• [STATED TASK]:
Count the lines in the records below that contain the string "link". Reply with the number alone.

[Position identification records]
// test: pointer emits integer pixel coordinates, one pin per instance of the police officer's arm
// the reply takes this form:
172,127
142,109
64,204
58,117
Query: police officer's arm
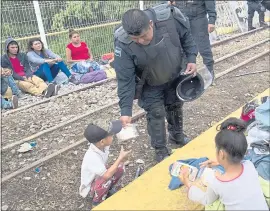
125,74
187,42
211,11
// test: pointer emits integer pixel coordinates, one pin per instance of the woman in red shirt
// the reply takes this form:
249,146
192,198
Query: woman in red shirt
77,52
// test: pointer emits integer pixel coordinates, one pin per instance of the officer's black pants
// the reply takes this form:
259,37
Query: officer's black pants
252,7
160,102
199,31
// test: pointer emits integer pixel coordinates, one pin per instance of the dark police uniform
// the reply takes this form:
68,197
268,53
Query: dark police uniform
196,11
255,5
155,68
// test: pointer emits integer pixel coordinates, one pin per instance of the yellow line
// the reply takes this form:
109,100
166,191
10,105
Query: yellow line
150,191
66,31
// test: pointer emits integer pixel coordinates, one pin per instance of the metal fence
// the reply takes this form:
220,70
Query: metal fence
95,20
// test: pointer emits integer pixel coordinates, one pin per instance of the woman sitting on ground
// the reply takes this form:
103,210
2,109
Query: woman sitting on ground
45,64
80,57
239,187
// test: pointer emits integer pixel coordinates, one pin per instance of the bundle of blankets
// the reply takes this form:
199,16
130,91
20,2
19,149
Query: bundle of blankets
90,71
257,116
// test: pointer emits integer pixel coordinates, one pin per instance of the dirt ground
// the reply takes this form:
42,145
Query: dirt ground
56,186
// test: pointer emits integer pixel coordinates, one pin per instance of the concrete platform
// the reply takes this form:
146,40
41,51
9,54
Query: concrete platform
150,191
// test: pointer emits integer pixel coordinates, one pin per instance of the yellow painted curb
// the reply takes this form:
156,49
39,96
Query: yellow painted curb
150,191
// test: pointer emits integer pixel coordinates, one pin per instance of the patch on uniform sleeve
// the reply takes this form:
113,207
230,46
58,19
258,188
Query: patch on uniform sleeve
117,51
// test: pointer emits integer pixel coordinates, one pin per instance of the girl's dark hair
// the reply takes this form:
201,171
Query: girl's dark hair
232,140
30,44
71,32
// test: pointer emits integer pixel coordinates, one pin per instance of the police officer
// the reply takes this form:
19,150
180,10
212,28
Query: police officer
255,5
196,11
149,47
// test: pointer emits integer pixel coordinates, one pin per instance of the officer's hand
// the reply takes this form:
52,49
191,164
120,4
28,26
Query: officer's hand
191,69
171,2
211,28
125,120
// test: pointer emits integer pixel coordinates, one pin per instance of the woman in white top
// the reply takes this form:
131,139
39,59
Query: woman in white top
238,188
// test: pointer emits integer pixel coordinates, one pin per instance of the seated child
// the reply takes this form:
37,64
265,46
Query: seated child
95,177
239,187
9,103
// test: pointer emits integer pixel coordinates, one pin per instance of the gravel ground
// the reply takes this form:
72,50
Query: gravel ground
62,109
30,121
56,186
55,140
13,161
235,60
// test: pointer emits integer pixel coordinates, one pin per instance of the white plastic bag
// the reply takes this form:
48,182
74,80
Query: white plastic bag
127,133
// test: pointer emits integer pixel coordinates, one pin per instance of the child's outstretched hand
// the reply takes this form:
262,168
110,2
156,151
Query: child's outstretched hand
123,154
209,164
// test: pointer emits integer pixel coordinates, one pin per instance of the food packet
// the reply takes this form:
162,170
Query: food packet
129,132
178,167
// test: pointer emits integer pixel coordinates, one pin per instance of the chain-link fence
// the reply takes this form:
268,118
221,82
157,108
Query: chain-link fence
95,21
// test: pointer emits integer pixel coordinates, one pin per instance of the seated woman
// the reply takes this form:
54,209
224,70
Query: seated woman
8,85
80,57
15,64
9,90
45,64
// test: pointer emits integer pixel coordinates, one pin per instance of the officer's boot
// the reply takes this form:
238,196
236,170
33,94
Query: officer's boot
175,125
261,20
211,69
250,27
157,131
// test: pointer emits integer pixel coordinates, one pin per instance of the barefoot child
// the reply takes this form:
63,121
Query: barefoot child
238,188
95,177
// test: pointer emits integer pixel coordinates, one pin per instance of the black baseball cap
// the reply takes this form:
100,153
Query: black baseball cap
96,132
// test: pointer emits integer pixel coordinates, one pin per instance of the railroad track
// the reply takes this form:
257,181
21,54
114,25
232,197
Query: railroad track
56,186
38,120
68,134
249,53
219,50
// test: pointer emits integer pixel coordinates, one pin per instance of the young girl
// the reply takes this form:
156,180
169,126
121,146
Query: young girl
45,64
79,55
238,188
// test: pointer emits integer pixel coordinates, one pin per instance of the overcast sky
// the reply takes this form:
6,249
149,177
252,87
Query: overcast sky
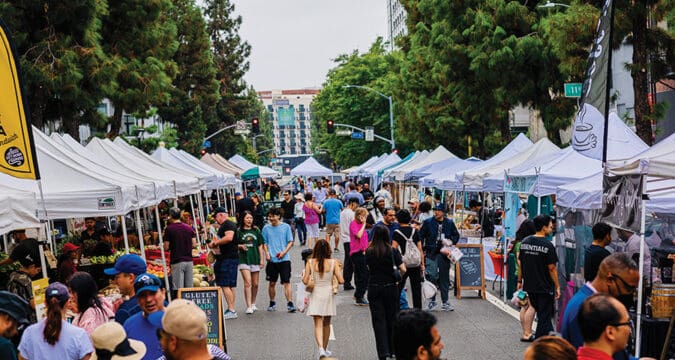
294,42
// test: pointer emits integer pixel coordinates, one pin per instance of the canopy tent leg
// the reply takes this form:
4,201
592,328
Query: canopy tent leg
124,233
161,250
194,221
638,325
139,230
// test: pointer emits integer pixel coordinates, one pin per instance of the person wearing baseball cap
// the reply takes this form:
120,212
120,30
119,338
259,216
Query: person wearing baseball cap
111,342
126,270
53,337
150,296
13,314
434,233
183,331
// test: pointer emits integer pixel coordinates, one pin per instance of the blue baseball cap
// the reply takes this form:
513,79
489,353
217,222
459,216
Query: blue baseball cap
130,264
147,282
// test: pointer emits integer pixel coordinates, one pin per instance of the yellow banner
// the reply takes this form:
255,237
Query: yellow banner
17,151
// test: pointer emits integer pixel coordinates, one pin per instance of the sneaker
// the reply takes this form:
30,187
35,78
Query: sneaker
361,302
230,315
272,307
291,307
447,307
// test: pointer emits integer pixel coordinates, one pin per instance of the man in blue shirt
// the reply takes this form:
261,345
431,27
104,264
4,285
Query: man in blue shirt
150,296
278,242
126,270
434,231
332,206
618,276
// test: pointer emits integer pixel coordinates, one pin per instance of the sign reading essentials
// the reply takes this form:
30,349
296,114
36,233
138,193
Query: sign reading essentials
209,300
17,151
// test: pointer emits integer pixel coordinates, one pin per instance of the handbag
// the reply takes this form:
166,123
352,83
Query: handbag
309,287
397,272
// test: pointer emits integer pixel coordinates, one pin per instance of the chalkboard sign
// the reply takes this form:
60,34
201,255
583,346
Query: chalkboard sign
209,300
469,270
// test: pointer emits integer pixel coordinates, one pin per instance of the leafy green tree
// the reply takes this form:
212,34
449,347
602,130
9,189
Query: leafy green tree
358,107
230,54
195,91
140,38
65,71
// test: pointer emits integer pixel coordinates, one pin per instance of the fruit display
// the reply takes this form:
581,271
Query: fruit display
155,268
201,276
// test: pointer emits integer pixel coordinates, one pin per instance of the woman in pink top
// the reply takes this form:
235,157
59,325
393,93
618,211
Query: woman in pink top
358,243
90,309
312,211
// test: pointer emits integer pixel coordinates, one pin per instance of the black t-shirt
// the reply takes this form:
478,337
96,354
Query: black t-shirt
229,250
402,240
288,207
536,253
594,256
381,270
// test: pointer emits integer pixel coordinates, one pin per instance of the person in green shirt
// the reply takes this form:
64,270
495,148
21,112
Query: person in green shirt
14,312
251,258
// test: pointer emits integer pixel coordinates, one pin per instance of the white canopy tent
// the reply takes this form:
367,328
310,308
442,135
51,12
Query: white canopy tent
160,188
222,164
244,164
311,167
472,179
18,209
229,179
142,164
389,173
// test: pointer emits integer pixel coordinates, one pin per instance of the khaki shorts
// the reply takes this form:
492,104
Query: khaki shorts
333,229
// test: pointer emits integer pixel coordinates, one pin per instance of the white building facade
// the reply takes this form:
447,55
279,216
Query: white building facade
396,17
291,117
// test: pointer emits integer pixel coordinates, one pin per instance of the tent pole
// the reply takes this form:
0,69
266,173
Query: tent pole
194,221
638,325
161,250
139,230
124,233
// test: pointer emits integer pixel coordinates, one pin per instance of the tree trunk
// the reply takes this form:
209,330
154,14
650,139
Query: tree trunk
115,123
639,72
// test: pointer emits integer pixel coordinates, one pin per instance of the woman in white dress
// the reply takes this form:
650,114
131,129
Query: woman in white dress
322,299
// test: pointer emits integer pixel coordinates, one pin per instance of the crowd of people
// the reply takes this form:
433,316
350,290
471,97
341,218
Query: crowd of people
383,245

--

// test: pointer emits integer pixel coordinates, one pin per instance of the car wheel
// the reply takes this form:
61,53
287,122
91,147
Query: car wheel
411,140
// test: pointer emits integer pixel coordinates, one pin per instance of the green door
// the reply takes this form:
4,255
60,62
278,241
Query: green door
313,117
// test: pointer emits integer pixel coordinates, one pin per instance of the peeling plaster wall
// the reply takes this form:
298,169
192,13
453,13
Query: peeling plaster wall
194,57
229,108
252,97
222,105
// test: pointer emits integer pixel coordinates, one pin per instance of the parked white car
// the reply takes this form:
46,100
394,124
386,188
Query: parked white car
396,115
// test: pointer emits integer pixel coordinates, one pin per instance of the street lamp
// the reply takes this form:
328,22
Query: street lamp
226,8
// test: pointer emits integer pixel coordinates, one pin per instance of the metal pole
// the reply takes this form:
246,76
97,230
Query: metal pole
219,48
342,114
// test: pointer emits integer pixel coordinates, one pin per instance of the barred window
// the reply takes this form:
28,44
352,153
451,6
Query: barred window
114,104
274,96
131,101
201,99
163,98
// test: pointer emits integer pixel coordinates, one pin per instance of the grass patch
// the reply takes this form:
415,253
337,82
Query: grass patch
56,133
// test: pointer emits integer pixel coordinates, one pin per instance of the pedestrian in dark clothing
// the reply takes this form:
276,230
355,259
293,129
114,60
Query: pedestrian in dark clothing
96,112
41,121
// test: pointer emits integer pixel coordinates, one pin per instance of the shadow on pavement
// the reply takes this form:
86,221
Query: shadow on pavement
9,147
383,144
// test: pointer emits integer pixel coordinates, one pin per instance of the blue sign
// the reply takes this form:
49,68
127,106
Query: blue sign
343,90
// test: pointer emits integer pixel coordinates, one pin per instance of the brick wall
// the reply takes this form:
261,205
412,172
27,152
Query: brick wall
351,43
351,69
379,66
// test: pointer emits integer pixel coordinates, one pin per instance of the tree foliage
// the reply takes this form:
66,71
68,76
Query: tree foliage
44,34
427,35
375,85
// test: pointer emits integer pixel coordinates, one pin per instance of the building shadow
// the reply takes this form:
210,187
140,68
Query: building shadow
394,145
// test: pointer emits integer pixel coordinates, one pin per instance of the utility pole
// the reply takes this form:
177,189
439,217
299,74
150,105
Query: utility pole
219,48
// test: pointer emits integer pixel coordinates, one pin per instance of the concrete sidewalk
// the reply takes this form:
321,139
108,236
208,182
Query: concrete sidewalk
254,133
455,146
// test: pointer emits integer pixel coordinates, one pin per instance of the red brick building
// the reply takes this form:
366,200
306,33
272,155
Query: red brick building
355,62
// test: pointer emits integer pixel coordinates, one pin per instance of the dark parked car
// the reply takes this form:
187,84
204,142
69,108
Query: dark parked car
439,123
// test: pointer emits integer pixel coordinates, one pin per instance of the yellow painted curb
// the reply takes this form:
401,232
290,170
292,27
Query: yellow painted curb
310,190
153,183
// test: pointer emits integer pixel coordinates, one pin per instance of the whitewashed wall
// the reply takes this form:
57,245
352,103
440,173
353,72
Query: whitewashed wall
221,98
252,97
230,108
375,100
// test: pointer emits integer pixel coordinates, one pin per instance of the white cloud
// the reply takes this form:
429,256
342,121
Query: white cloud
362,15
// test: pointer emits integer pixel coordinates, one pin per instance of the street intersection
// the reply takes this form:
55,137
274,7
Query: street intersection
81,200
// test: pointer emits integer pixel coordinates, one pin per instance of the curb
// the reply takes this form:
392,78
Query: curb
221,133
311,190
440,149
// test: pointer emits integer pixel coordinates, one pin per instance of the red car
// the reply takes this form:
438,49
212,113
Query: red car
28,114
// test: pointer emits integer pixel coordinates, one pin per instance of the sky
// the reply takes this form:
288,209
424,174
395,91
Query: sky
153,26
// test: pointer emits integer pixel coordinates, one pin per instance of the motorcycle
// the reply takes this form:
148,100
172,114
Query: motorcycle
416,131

• [RESPONSE TO THE TASK]:
2